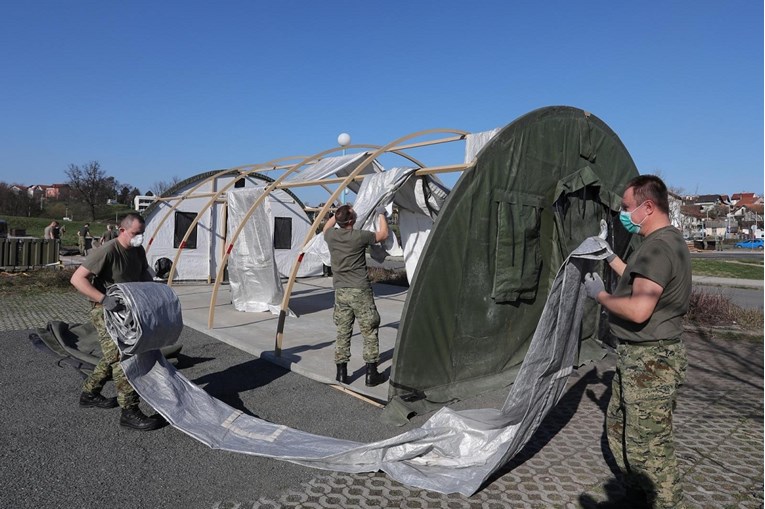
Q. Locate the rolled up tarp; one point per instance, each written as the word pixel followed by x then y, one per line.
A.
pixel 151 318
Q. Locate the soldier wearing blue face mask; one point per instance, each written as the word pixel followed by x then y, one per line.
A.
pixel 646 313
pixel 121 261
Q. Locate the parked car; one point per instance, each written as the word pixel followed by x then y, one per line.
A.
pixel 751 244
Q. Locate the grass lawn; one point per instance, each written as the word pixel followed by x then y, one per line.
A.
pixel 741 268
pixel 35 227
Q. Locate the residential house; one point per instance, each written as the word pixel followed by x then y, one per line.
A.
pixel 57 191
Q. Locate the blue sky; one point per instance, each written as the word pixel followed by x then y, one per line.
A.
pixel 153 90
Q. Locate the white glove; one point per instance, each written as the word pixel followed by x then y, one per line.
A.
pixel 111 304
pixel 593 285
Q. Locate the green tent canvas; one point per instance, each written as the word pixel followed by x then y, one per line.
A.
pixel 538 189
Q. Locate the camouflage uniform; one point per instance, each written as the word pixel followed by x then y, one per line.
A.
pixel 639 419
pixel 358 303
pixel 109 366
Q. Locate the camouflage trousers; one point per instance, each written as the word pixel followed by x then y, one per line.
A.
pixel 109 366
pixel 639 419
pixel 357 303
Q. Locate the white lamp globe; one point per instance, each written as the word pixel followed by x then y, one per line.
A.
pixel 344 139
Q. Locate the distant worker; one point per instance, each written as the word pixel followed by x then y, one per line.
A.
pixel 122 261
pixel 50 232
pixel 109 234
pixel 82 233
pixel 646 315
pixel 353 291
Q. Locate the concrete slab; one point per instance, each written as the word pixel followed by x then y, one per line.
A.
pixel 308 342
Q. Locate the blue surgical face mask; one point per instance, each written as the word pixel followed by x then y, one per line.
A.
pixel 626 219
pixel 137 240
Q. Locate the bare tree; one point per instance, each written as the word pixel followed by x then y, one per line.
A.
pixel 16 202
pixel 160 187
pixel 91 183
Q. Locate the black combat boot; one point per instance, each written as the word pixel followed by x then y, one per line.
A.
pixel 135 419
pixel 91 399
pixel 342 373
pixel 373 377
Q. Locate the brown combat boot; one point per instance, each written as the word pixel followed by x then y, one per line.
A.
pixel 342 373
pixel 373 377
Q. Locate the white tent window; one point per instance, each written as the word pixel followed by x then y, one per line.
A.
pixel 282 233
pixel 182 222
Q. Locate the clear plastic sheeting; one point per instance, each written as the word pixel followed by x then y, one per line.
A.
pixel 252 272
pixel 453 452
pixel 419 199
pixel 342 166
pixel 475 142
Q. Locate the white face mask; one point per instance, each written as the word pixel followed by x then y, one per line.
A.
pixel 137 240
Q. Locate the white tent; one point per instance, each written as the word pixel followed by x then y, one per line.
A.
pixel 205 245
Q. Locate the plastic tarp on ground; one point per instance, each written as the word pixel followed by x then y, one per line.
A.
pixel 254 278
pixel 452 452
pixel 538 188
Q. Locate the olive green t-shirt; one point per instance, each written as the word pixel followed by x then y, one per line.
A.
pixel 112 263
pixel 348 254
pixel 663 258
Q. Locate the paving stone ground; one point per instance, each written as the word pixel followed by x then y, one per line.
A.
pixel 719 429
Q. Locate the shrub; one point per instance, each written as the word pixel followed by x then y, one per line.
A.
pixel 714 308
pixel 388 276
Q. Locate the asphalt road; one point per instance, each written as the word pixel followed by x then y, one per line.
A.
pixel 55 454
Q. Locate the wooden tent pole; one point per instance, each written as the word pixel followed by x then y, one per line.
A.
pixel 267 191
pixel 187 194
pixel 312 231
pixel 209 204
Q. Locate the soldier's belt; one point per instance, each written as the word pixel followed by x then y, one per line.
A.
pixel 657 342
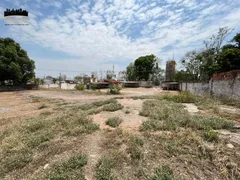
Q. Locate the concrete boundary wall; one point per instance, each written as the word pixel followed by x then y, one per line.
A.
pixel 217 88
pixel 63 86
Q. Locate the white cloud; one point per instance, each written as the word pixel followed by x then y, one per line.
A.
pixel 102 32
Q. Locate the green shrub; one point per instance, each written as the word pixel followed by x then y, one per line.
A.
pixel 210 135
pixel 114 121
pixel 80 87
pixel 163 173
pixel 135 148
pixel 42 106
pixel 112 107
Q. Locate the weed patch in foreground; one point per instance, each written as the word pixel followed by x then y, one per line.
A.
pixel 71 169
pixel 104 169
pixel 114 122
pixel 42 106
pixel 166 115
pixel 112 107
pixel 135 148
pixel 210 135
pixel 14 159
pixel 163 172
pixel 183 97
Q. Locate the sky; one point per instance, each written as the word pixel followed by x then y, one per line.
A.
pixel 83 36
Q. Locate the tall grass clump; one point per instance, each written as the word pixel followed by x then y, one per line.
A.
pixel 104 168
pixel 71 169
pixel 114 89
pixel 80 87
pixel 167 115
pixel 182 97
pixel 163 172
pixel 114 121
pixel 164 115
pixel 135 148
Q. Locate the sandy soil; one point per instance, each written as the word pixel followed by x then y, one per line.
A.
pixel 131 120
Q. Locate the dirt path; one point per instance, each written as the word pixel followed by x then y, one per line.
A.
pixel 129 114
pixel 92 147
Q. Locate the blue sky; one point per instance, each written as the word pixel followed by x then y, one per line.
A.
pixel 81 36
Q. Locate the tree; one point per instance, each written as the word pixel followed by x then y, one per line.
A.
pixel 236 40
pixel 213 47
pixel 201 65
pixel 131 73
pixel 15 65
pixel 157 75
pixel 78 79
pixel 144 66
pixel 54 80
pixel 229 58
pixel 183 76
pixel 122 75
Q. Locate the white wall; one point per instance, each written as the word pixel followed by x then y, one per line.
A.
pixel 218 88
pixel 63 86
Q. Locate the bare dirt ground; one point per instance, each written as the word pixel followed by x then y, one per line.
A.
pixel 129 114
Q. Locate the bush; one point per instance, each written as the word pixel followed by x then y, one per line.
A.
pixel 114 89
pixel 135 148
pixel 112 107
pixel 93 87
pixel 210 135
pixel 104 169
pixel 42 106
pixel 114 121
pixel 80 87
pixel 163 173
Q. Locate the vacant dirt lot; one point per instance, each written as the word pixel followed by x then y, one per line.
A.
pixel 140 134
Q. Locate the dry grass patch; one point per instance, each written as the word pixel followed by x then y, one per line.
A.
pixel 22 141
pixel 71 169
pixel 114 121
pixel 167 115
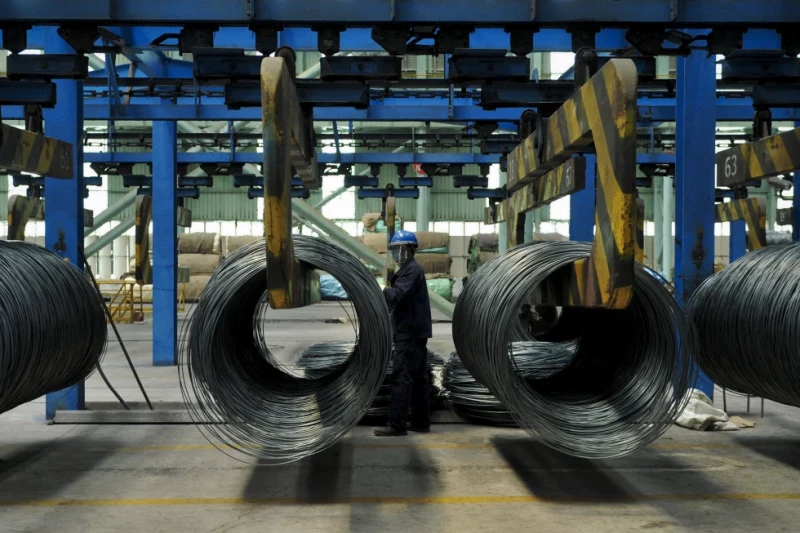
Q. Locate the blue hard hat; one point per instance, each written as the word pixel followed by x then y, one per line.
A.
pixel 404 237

= = = =

Work task: Among the lines of the data above, count those holding "dirt" and state only the number.

Solved exercise: 3